• AIM OF THE EXERCISE: Repeat exactly the lines of the listing from the line containing "Sports-analytics tagging: mark the television" through its last line, and nothing beyond them.

(Object point labels)
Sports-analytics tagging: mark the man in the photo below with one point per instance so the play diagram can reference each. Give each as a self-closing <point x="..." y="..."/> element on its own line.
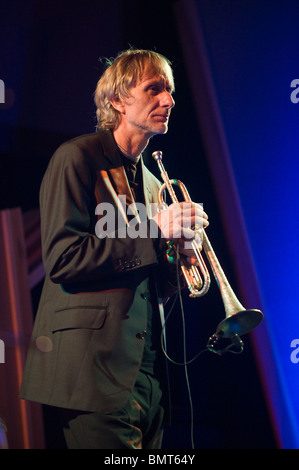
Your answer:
<point x="95" y="351"/>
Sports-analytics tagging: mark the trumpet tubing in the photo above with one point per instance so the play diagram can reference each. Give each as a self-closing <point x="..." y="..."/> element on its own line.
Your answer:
<point x="238" y="321"/>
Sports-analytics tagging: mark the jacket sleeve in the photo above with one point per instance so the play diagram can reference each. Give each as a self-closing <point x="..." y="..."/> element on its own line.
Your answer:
<point x="71" y="250"/>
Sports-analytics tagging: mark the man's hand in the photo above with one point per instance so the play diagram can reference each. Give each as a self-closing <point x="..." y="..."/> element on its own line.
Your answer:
<point x="182" y="223"/>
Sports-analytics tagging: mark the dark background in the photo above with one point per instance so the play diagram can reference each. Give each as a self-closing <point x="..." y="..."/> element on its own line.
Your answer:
<point x="49" y="61"/>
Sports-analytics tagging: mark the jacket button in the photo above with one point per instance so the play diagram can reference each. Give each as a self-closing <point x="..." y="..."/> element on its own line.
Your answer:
<point x="141" y="335"/>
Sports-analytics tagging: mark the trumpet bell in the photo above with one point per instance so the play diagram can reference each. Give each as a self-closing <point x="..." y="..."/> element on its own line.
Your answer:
<point x="239" y="323"/>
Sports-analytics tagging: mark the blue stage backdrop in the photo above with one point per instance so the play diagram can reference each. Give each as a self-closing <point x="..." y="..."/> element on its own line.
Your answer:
<point x="252" y="51"/>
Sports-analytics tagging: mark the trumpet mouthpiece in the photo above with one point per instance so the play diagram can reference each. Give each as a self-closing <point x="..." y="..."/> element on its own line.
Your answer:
<point x="157" y="155"/>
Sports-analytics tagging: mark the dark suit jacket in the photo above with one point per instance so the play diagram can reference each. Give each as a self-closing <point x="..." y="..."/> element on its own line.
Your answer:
<point x="87" y="342"/>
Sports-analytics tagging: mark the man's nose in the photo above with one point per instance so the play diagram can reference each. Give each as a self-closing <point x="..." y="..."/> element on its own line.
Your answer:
<point x="167" y="100"/>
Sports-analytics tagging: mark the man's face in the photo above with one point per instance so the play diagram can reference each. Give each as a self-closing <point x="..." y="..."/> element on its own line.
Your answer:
<point x="147" y="110"/>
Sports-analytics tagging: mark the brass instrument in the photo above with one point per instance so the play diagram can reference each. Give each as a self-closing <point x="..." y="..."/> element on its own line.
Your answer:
<point x="238" y="321"/>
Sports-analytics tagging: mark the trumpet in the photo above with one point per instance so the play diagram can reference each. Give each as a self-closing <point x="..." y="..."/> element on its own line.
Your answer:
<point x="238" y="321"/>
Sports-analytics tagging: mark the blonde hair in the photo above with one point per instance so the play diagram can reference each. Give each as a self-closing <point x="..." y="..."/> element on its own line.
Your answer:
<point x="122" y="74"/>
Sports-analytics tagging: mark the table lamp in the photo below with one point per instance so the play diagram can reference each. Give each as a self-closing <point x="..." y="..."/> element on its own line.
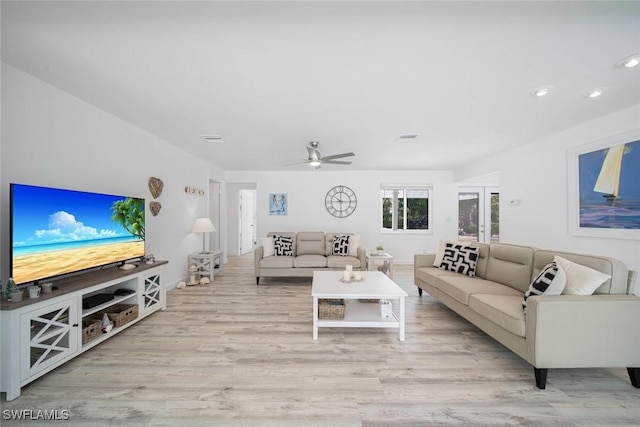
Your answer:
<point x="203" y="225"/>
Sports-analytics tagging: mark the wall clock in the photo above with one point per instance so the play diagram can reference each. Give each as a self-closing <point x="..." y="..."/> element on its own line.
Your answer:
<point x="340" y="201"/>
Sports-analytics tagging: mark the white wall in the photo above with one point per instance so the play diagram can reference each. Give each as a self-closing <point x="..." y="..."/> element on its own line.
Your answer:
<point x="50" y="138"/>
<point x="537" y="175"/>
<point x="306" y="193"/>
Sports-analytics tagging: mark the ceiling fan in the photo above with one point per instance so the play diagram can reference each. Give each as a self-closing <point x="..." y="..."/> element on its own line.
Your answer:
<point x="315" y="159"/>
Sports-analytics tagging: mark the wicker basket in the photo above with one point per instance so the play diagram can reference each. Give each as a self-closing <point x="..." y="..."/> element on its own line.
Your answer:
<point x="91" y="329"/>
<point x="331" y="309"/>
<point x="121" y="314"/>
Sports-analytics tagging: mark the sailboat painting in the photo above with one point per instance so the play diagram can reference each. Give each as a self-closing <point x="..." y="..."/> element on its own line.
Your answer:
<point x="609" y="186"/>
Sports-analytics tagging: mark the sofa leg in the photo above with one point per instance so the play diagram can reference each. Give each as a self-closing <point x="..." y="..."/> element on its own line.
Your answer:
<point x="541" y="377"/>
<point x="634" y="376"/>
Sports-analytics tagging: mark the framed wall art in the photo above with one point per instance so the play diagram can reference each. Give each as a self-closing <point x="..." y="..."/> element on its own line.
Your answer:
<point x="278" y="203"/>
<point x="604" y="188"/>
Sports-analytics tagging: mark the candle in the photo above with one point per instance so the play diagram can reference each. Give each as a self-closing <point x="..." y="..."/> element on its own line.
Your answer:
<point x="346" y="276"/>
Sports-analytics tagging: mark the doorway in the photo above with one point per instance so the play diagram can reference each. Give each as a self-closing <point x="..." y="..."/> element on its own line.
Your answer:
<point x="247" y="220"/>
<point x="479" y="214"/>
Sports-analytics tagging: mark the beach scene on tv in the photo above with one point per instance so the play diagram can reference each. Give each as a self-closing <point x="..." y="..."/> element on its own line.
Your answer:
<point x="56" y="231"/>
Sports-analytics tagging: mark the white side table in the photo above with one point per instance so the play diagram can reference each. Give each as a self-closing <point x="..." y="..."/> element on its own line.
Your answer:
<point x="205" y="262"/>
<point x="374" y="261"/>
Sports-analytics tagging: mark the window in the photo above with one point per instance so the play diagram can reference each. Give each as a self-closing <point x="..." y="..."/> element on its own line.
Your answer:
<point x="406" y="208"/>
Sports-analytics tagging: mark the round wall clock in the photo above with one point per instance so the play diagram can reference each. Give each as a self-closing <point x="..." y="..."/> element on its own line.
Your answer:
<point x="341" y="201"/>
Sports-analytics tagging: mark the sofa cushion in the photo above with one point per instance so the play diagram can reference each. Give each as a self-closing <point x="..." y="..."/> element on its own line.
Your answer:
<point x="510" y="265"/>
<point x="315" y="261"/>
<point x="277" y="262"/>
<point x="462" y="287"/>
<point x="283" y="245"/>
<point x="340" y="245"/>
<point x="460" y="258"/>
<point x="550" y="281"/>
<point x="503" y="310"/>
<point x="334" y="261"/>
<point x="310" y="243"/>
<point x="581" y="280"/>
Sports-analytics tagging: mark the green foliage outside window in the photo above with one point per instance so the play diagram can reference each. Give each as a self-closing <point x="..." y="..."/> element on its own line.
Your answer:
<point x="411" y="209"/>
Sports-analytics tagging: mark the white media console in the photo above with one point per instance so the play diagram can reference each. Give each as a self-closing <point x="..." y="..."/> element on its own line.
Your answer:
<point x="40" y="334"/>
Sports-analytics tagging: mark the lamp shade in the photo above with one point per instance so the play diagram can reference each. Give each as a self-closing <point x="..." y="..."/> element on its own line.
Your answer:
<point x="203" y="225"/>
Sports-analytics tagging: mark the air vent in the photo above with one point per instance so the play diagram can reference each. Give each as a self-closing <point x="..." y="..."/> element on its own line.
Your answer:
<point x="212" y="138"/>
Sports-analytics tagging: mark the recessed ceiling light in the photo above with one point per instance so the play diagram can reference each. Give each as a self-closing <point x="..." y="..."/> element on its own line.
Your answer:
<point x="629" y="61"/>
<point x="595" y="93"/>
<point x="212" y="138"/>
<point x="541" y="92"/>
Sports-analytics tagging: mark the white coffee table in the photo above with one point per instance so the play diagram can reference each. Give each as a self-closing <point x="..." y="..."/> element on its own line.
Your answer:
<point x="376" y="285"/>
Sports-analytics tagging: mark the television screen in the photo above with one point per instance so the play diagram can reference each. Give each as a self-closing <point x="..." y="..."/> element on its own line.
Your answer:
<point x="56" y="232"/>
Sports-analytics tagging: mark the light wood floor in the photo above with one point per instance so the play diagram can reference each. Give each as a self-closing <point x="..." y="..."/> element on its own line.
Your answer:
<point x="233" y="353"/>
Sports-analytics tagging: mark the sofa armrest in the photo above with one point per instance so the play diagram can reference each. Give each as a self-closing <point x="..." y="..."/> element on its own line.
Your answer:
<point x="572" y="331"/>
<point x="631" y="283"/>
<point x="257" y="256"/>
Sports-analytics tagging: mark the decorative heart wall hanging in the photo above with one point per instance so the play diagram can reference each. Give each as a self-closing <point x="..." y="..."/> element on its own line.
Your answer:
<point x="155" y="207"/>
<point x="155" y="186"/>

• ANSWER TO THE TASK:
Sports-analytics tagging: mark the television screen in the photo above with one point per instance so the play diagram can reference each. Give each as a self-closing <point x="..." y="..."/> element on its own line.
Your answer:
<point x="56" y="232"/>
Sports-analytics tagging: mark the light wood floor in the photo above with one point per instance so the play diagram can reference each. Give each as a self-closing <point x="..." y="..."/> element on its own line.
Your answer:
<point x="233" y="353"/>
Sports-analytics tagging: mark the sofa armrest in the photo above with one point per instance so the play diagram can reference each. Give each as a self-closing <point x="..." y="..."/> element on its own line.
Your answer:
<point x="572" y="331"/>
<point x="631" y="283"/>
<point x="257" y="256"/>
Sports-analytics tagging: mark the decorative heart wall hanging in the photo above with one point per instance so the play diagram can reference each. Give each as a self-closing <point x="..." y="..."/> element on its own line.
Your answer:
<point x="155" y="207"/>
<point x="155" y="186"/>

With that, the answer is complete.